## Task details
Repeat the following lines exactly and nothing else: the line containing "Two rules. Place a point on every instance of the bird's" and each line after it through the end of the listing.

## Records for this task
- - -
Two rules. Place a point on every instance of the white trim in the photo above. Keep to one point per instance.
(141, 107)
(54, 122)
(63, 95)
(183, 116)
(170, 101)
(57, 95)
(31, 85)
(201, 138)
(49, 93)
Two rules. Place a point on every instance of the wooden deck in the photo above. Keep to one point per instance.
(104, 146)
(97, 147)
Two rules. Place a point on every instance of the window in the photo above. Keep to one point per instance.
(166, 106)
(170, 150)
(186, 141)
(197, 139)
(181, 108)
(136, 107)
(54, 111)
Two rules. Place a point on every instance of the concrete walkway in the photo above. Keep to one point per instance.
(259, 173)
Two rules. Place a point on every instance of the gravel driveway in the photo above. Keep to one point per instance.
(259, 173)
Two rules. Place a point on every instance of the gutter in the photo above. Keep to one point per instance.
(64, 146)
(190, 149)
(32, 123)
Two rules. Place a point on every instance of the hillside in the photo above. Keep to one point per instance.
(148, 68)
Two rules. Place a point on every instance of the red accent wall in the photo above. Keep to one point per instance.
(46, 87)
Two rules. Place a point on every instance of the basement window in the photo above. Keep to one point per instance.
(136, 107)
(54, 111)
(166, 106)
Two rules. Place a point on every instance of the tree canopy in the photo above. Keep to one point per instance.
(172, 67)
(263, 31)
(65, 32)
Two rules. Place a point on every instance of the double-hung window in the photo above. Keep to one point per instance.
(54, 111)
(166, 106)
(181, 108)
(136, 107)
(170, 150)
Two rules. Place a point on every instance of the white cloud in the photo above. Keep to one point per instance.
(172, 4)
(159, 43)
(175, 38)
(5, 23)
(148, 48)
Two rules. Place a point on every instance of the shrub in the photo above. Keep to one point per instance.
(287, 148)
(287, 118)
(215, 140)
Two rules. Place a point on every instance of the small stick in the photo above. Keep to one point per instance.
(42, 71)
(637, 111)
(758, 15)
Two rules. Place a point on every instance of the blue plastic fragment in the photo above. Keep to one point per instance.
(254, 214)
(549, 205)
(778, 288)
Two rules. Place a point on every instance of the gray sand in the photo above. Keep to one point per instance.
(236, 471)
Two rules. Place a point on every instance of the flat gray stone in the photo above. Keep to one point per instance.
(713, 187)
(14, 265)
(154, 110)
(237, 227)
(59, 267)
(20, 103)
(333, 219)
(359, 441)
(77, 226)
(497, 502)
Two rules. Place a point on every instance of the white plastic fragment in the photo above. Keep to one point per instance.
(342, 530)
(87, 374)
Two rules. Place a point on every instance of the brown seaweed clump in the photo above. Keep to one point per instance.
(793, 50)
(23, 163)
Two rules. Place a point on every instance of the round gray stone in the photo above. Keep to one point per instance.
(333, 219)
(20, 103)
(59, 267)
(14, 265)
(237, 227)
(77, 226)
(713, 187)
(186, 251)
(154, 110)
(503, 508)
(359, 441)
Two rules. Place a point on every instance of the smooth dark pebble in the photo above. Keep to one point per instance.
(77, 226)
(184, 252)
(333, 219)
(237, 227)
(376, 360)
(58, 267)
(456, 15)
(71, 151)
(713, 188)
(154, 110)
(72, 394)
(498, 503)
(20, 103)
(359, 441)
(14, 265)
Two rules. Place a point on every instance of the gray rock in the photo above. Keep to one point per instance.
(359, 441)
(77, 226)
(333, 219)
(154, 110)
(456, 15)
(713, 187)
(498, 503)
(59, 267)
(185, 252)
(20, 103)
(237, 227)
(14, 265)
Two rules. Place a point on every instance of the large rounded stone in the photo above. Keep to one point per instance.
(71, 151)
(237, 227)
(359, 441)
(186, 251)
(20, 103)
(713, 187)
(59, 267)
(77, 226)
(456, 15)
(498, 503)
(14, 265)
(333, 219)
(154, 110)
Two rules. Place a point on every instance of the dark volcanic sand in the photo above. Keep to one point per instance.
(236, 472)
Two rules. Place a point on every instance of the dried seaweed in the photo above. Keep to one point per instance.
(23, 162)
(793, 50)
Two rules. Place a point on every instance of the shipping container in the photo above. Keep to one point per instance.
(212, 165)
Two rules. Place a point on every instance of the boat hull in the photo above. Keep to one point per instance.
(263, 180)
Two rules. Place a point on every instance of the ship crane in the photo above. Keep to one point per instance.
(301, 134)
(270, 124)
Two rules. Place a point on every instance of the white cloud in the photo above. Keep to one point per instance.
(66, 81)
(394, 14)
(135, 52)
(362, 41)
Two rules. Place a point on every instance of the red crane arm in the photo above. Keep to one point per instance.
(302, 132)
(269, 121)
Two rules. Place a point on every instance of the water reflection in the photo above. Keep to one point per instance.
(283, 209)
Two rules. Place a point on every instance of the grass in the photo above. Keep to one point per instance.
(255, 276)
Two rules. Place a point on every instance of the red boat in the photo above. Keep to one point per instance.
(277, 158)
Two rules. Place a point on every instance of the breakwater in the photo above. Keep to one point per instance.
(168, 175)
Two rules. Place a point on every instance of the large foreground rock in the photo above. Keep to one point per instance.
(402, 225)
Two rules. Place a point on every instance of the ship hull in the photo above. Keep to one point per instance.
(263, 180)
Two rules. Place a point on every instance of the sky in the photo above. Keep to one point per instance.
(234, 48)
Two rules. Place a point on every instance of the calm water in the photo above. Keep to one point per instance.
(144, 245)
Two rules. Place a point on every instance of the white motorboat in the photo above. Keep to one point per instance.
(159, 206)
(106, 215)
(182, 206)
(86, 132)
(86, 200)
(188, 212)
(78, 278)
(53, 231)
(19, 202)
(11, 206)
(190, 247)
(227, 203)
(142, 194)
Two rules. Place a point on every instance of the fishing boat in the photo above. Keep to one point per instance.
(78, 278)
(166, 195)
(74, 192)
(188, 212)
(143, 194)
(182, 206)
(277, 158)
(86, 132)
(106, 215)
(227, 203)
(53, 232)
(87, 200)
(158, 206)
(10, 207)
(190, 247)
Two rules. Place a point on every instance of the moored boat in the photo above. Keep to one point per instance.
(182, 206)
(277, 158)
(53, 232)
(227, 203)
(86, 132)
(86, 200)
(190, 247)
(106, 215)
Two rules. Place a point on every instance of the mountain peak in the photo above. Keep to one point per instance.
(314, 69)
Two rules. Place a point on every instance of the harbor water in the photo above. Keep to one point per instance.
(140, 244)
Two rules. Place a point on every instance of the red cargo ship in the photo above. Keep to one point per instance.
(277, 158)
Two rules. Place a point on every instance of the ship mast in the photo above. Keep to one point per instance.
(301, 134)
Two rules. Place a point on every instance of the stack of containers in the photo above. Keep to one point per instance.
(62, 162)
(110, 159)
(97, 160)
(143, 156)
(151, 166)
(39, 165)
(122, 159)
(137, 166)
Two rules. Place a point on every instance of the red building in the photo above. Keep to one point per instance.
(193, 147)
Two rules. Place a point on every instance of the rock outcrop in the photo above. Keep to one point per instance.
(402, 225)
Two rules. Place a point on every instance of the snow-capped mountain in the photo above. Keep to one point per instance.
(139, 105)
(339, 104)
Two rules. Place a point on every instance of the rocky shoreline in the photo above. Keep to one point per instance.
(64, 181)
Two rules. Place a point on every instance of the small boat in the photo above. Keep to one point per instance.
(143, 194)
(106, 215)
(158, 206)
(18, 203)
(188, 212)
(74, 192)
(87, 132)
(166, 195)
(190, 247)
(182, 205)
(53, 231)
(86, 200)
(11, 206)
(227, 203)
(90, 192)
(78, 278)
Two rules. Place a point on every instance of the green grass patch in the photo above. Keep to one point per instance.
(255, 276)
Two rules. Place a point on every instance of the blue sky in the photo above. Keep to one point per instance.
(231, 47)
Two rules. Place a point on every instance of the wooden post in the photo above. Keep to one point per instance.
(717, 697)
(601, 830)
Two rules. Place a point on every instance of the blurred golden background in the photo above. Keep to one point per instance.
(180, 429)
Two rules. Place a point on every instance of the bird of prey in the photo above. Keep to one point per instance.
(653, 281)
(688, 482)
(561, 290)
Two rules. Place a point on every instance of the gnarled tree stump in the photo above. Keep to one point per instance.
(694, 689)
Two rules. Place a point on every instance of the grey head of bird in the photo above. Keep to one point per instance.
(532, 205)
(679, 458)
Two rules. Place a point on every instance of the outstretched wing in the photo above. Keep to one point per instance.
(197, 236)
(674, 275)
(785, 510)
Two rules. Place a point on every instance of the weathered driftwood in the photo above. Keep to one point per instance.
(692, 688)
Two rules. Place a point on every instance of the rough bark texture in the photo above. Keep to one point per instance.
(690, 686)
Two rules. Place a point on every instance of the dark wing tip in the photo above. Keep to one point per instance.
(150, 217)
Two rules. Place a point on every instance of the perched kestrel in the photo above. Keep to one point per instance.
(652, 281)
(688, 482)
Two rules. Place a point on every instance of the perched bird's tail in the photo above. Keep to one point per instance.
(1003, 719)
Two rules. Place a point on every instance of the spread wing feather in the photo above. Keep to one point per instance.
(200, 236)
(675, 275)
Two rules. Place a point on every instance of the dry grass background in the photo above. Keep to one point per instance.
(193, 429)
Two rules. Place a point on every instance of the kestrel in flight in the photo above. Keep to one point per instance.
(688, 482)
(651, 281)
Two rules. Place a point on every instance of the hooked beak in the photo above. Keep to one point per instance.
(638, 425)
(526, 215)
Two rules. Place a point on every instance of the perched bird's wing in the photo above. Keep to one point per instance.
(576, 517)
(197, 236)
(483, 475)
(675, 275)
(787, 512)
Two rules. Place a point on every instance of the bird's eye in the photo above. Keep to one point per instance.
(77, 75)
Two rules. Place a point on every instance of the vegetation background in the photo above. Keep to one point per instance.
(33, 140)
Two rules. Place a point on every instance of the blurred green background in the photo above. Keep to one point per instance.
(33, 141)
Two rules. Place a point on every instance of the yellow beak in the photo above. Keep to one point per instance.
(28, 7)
- - -
## Task result
Two rules. Place a point on every instance of the bird's eye in the photo above. Keep to one point per instance.
(77, 75)
Two rules. Place a point on every instance of the vegetation background in the photo above. Keep to one point per instance.
(33, 140)
Two rules. Place a point on every instance of the blurred green background in the photo above. Keep to one point per instance.
(33, 141)
Two rules. Place a point on every instance of the yellow beak in the photo above. Keep to one point per instance.
(28, 7)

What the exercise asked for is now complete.